**PROMPT:** Repeat the lines of the data exactly, from the first one through the one that contains "Q: For the photo above, point to the frog's".

Source records:
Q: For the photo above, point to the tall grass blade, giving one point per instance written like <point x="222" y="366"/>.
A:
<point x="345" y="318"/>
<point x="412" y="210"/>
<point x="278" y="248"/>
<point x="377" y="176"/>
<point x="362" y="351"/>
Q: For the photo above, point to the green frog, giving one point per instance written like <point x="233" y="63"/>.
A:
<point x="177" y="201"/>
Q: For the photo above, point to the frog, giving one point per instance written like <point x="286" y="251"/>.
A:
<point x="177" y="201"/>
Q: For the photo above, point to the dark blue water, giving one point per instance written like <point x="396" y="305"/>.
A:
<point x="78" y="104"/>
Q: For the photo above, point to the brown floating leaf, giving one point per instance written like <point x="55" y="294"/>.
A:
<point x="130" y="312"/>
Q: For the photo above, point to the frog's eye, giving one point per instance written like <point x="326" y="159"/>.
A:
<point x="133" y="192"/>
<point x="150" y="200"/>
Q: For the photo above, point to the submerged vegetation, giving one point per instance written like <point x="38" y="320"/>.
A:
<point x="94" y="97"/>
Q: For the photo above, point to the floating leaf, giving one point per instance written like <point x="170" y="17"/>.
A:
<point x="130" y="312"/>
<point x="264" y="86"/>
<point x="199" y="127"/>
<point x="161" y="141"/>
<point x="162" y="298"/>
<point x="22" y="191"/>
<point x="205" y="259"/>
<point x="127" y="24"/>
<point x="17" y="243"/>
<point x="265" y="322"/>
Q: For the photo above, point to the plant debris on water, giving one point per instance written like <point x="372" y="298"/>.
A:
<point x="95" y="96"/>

**SOLVED PROBLEM:**
Q: For the photo above, point to the tall grass blade, giving one point per instance written like <point x="222" y="366"/>.
A:
<point x="345" y="318"/>
<point x="412" y="210"/>
<point x="278" y="248"/>
<point x="377" y="176"/>
<point x="362" y="351"/>
Q: For the photo above, point to the green frog, giving one point per instance written like <point x="233" y="63"/>.
A:
<point x="177" y="201"/>
Q: For the photo above, point to the frog, giving one point per instance written like <point x="286" y="251"/>.
A:
<point x="177" y="201"/>
Q: For the photo above, point to the dark blue water, giving one point per instance written like <point x="396" y="305"/>.
A:
<point x="78" y="104"/>
Q: For the photo above, point to the brown floating leaf, giving one point per instance written like <point x="55" y="294"/>.
A:
<point x="130" y="312"/>
Q: For the photo above, point to the frog's eye, giving one point per instance written like <point x="326" y="159"/>.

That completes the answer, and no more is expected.